WHAT IS BEING ASKED |
Pictures don't belong in the copy; print all the records exactly.

(Records contained in a dataset)

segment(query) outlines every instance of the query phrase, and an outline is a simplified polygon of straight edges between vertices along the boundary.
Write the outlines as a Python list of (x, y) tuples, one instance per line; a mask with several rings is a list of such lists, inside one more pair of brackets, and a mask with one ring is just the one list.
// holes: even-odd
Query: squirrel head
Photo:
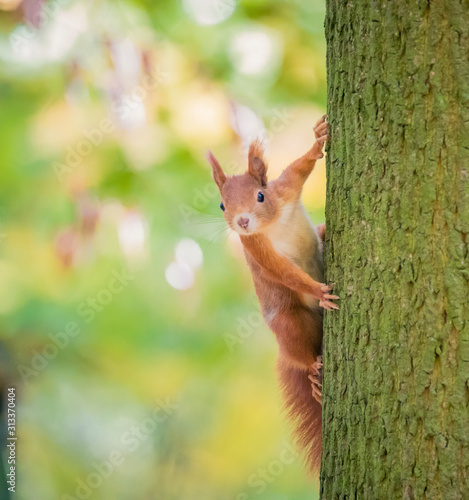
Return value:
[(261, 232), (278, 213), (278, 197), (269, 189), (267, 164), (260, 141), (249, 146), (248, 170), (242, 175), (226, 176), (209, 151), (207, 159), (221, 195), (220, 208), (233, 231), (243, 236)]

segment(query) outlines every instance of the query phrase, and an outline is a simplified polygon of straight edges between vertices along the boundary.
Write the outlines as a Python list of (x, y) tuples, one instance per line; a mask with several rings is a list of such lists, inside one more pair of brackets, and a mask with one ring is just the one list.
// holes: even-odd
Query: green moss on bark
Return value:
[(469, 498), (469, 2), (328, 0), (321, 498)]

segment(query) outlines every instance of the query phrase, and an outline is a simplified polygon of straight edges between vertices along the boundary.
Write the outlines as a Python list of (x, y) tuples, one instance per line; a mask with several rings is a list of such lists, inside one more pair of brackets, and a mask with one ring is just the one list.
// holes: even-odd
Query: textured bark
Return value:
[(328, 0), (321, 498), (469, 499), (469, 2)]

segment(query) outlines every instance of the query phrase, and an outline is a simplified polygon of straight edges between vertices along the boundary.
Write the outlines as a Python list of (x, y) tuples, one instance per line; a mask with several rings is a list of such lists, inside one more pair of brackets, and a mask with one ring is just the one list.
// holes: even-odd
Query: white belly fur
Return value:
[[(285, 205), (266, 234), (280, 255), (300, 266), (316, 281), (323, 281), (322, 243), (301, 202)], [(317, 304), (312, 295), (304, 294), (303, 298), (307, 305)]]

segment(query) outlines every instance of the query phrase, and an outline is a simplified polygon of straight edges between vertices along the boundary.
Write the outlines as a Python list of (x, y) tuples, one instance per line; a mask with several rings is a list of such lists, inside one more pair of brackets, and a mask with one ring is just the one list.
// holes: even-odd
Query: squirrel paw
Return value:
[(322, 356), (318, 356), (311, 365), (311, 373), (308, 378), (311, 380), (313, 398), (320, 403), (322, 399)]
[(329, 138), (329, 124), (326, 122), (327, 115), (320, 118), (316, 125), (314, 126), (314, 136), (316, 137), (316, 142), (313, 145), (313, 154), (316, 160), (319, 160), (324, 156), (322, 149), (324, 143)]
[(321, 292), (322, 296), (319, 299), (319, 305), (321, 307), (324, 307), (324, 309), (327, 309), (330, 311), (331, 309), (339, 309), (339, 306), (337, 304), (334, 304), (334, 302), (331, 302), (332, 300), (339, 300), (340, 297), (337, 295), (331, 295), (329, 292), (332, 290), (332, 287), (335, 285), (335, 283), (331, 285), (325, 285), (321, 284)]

SOLUTION |
segment(query) outlines every instance of the query phrase, and an outline is a simplified polygon of straight edges between vertices along the boundary.
Write the outlines as a Python list of (x, y) tuples, one instance per line; a mask with several rings is a list of such lists, inside one more pair of brackets, and a mask with one ring is just the one list.
// holes: even-odd
Query: squirrel head
Photo:
Return value:
[(261, 232), (278, 213), (278, 197), (269, 189), (267, 164), (260, 141), (249, 146), (248, 170), (242, 175), (226, 176), (209, 151), (207, 159), (221, 195), (220, 208), (233, 231), (243, 236)]

segment(query) outlines every instance of the query phrase, and an outline is a simplified polygon of straight edges between vertices along the boundary.
Write the outlines as a Python list of (x, y) tuples, one instance per line; a mask with several rings is a list of such lists, inside one more pair of brackets, and a mask with one ring is just the one list.
// holes: even-odd
Query: green moss on bark
Return value:
[(469, 498), (469, 2), (328, 0), (321, 498)]

segment(query) outlines every instance of the query phrase, and an outline is a simplified polygon of straight edges between vertices along the boundary.
Write the outlines as a Python list of (x, y) tuples, one instance per line; a mask with several rings is a list of such lists, inside one more pair of brackets, and a mask with one ring is just the one list.
// holes: even-odd
Query: textured bark
Return value:
[(328, 0), (321, 498), (469, 499), (469, 2)]

segment(query) outlines every instance of the query phrase, and an outline is a simplified polygon of straight edges between vertices along the boundary.
Write the outlines as a Python list of (x, y) tuples, one instance per line; a mask with several rings is a list of such lists, inside one more pair of brackets, and a mask with one ring is just the one list.
// holes: even-odd
Query: white belly fur
Return value:
[[(285, 205), (266, 234), (280, 255), (300, 266), (316, 281), (323, 281), (322, 243), (301, 202)], [(317, 304), (312, 295), (304, 294), (303, 298), (307, 305)]]

segment(query) outlines every instance of the query phrase, and an outline is a simplified polygon of straight edges between vertices along the boundary.
Write the outlines as a Python list of (x, y) tuples, one instance per line; a mask with several rings is a list of such lists, inside one more pair of brackets, and a mask with one ring is just the one list.
// holes: even-odd
Query: squirrel paw
Return value:
[(322, 356), (318, 356), (311, 365), (311, 373), (308, 378), (311, 380), (313, 398), (320, 403), (322, 399)]
[(329, 138), (329, 124), (326, 122), (327, 115), (320, 118), (316, 125), (314, 126), (314, 136), (316, 137), (316, 142), (313, 145), (313, 154), (316, 160), (319, 160), (324, 156), (322, 149), (324, 143)]
[(321, 292), (322, 296), (319, 299), (319, 305), (321, 307), (324, 307), (324, 309), (327, 309), (330, 311), (331, 309), (339, 309), (339, 306), (337, 304), (334, 304), (334, 302), (331, 302), (332, 300), (339, 300), (340, 297), (337, 295), (331, 295), (329, 292), (332, 290), (332, 287), (335, 285), (335, 283), (331, 285), (325, 285), (321, 284)]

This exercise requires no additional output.